--- EXCERPTED TEXT ---
⟨

# First time prosthetics and full body makeup... Sugestions? The Twilight Zone



## God of thunder (Sep 18, 2012)

Hi

Not going to be much help as haven't done make up for long, long time, however, my two pennies worth.

If you are going to be doing lots of facial movements, I suggest the smaller pieces. Design the pieces so that the edges meet at crease marks to disguise the edges. A full piece make up will distort unnaturally if face is moved a lot.

For filling out deep/thick areas (cheeks in the example), I would suggest either cotton wool or gelatine (sealed all round with the latex to avoid drying out).

Can't help you with the colour, sorry.

EDIT: another alternative is to build up the face in alternating layers of cotton wool/mortcians wax and latex, rather than do a mask/prosthetics. But you would have to work out how long it would take to do and do it on the night.

For cheap ideas, there are great books by make up artists supreme Dick Smith and Tom Savini.

Hope this helps

GoT


----------



## agent skully (Sep 21, 2012)

Thank you God of Thunder. I'm still waiting for my supplies to arrive. Crossing my fingers that I bought enough. :/


----------



## combatmed1 (Sep 28, 2010)

If I were you, I would have went with a foam latex. It makes for better movement and a much more natural feel all together!


----------



## agent skully (Sep 21, 2012)

Uggh, Just looked at my bank account! I spent at least $50 on this so far. Still need sealing spray and my nurse costume. Makeup is so pricey!


----------

⟩

--- RECORDS SHOWN ---
⟨

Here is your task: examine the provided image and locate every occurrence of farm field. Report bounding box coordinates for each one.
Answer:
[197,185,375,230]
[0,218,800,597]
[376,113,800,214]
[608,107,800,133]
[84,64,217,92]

⟩

--- WHAT TO WORK ON ---
Decide whether each statement below agrees with the makeup thread, and answer yes or no, quoting the words from the thread that decide it. (a) God of thunder recommends smaller pieces for a face that will move a lot. (b) God of thunder gives advice on choosing the color. (c) agent skully has spent less than $50 so far.

--- ANSWER TO THE PROBLEM ---
(a) Yes: "If you are going to be doing lots of facial movements, I suggest the smaller pieces."
(b) No: "Can't help you with the colour, sorry."
(c) No: "I spent at least $50 on this so far."